PROBLEM STATEMENT – In the text on viridans streptococcal bloodstream infections below, copy word for word the part from "Streptococcus mitis group" up to and including "isolated VGS groups/species.".

TEXT SHOWN –
Intra-abdominal infection was the commonest source of bacteraemia identified (n=56, 26%). followed by pulmonary infection (n=40, 18%), skin and soft tissue infection (SSTI, n=36, 16%). Infective endocarditis was noted only in 10% (n=22). Other focus of infection included bone and joint (n=9), meningitis (n=9), vascular infection (n=4), tonsillitis (n=2), acute suppurative otitis media (n=1) and mastoiditis (n=1). No source was identified in 39 patients (18%). Among these, 16 were considered to have contaminants as the patients had no fever or signs of infection, and improved without appropriate antibiotics. 23 patients with primary bacteremia were considered to have true bacteremia as they had fever and multiple blood culture bottles flagged positive. These were considered to be secondary to gut translocation as majority had underlying neutropenia or CLD or abdominal malignancy.

Streptococcus mitis group was the most common (n=52, 24%) isolate (Table 1) followed by Streptococcus gallolyticus group, Lancefield group D (n=40, 18%). Streptococcus sanguinis group was the third most common (group C, G) (n= 31, 14%), followed by Streptococcus dysgalactiae group (n=23, 11%), Streptococcus salivarius group (n=22, 10%), and Streptococcus anginosus group (n=21, 9.5%). Twenty-one isolates were not identified to species level.

Table 1 - Comparison of clinical parameters of patients with six commonly isolated VGS groups/species.

Twenty-eight patients (12.8%) belonged to paediatric age group (<18 years). The median age of the pediatric patients was 5 years (IQR 3-8 years). Two had cancer related neutropenia. S. mitis (n=11) was the most common species isolated followed by S. sanguinis (n=9).

Antibiotic susceptibility of the isolates is depicted in the Figure 1. In some isolates which were uniformly susceptible to penicillin, ampicillin and ceftriaxone, vancomycin susceptibility was not reported, though it was tested. Vancomycin susceptibility report could be retrieved in 44 isolates only. Overall penicillin susceptibility was 71%, ampicillin 76%, ceftriaxone 92%, with individual species variations. Susceptibility to erythromycin and clindamycin was poor; 45% and 66% respectively. 41 (19%) patients expired, 169 (77%) improved and 9 patients were lost to follow-up.

Patient characteristics, clinical manifestations, and outcomes were compared between the 6 commonly occurring species, S. mitis group, S. gallolyticus group, S. sanguinis group, S dysgalactiae group, S. salivarius group and S. anginosus group (Table 1) and is discussed below.

SOURCE MATERIAL –

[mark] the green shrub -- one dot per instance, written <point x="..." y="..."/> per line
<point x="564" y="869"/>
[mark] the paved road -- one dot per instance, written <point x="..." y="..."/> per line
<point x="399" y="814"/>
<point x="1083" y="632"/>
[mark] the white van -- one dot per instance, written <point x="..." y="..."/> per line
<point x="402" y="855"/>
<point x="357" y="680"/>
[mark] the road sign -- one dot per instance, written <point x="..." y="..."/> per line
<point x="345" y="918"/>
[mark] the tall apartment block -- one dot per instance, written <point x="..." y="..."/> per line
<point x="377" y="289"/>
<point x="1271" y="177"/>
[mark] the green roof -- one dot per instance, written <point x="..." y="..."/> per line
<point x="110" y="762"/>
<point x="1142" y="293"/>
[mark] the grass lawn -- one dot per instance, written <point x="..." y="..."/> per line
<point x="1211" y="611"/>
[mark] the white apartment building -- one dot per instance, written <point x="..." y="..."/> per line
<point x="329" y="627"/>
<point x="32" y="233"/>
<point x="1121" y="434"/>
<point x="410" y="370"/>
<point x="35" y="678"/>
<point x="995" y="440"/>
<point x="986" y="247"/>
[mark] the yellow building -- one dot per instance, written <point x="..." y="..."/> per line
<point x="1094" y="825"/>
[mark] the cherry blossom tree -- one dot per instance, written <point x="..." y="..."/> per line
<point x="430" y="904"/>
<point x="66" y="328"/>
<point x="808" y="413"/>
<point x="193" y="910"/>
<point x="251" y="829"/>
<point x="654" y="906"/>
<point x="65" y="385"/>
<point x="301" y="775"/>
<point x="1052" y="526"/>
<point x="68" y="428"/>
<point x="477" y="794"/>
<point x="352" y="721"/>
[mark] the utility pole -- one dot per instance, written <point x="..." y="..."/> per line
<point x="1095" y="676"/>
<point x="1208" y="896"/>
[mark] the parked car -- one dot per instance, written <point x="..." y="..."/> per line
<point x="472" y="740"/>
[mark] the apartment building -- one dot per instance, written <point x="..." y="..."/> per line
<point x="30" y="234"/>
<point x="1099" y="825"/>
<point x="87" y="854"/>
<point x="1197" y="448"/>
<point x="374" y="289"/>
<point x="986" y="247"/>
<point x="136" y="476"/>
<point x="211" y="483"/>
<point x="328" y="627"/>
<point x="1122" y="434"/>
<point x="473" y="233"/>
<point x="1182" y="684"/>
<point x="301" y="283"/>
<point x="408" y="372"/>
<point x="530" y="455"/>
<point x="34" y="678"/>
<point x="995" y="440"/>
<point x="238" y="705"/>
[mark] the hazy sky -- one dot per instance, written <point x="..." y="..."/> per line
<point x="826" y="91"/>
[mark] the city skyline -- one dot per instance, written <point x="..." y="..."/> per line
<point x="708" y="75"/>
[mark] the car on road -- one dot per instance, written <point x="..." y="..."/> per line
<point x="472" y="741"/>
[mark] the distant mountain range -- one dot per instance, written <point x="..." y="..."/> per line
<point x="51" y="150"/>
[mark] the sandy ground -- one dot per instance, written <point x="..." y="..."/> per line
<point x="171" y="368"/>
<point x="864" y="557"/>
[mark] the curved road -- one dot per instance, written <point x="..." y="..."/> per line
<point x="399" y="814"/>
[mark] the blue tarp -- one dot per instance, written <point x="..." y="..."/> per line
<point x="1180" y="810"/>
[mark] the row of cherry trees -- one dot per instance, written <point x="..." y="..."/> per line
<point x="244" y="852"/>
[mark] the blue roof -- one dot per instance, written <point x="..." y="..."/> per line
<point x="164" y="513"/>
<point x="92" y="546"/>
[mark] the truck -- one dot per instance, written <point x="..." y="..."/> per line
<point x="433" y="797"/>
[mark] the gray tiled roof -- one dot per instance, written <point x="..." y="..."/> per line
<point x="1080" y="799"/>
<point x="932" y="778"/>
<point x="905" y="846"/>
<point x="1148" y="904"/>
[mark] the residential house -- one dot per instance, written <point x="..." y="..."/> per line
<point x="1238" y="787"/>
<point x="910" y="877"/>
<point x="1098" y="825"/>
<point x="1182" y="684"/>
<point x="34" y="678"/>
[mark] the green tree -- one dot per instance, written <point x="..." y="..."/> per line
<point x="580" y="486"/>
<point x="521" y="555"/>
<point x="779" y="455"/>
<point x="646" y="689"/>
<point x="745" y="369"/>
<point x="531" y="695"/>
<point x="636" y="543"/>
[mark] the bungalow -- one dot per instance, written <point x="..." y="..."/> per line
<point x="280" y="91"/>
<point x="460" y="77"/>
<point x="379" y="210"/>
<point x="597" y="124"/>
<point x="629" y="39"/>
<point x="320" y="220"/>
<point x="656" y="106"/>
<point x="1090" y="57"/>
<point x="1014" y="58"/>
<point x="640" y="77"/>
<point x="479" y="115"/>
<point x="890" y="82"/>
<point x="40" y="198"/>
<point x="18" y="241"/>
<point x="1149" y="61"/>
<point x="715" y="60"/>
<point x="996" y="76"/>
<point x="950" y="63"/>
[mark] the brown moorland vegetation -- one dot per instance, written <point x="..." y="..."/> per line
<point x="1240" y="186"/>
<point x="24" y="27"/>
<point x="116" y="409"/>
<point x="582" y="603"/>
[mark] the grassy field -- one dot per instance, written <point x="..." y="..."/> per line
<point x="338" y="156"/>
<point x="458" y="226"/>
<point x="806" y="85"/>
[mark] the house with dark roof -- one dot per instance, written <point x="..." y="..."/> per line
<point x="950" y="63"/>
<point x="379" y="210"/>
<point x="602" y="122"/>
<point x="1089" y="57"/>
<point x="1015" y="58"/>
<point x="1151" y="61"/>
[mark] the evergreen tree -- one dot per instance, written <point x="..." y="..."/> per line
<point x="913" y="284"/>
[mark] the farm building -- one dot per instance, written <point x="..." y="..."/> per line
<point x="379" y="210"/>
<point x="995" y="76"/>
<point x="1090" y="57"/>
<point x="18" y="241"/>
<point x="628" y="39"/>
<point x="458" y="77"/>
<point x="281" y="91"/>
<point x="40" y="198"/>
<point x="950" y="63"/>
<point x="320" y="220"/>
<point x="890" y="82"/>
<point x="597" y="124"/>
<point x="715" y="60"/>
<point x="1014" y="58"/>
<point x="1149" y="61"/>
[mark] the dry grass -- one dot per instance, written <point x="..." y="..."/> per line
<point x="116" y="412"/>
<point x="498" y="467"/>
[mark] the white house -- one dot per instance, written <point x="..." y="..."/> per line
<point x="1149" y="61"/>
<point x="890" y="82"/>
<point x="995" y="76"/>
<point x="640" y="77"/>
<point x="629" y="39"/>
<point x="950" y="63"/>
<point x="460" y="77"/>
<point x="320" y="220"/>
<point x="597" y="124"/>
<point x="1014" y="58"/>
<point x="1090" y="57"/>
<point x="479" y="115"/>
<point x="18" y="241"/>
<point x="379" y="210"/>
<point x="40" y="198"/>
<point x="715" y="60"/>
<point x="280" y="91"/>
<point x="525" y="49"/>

WRITTEN ANSWER –
Streptococcus mitis group was the most common (n=52, 24%) isolate (Table 1) followed by Streptococcus gallolyticus group, Lancefield group D (n=40, 18%). Streptococcus sanguinis group was the third most common (group C, G) (n= 31, 14%), followed by Streptococcus dysgalactiae group (n=23, 11%), Streptococcus salivarius group (n=22, 10%), and Streptococcus anginosus group (n=21, 9.5%). Twenty-one isolates were not identified to species level.

Table 1 - Comparison of clinical parameters of patients with six commonly isolated VGS groups/species.